* **MATERIAL FOR THE TASK**:
################
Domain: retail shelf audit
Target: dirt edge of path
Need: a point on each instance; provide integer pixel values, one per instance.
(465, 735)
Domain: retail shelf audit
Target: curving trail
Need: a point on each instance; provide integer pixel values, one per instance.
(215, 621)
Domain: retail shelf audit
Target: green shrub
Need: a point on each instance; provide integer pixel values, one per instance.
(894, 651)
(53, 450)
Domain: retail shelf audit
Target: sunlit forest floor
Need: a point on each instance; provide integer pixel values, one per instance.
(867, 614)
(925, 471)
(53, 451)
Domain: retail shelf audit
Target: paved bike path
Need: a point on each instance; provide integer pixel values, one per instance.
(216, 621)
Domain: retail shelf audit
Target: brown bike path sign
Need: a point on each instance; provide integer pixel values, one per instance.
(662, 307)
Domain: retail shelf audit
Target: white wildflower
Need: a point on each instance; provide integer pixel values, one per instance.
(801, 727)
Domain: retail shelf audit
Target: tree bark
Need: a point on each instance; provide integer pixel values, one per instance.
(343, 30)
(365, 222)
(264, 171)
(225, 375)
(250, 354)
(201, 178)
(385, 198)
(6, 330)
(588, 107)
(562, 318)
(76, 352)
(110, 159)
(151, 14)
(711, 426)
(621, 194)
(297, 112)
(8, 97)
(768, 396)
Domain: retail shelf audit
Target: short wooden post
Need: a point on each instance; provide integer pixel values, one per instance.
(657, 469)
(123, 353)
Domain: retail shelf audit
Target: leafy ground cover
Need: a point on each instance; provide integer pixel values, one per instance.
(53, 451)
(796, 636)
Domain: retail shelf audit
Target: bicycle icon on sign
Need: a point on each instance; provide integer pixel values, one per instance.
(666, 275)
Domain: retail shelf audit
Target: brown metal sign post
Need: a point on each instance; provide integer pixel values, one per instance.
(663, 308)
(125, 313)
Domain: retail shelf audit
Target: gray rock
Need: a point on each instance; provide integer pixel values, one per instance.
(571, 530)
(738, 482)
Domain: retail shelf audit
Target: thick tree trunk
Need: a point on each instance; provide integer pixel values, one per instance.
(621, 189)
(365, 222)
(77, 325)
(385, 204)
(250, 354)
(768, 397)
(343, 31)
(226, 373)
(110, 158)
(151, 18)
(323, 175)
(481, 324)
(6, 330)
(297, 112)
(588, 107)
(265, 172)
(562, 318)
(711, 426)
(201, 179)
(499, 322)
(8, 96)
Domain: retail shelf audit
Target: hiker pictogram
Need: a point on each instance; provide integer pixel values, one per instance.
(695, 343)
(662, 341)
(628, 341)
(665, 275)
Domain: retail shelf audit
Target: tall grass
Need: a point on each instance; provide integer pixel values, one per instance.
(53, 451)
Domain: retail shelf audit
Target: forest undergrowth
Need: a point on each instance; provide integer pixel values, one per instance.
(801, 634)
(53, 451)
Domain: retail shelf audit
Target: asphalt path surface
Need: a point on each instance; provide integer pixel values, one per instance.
################
* **INSTRUCTIONS TO FOLLOW**: With "tree" as the string to match, show every line of the entries above that has it.

* **SOLUTION TO THIS TASK**:
Target: tree bark
Target: thick tree trunk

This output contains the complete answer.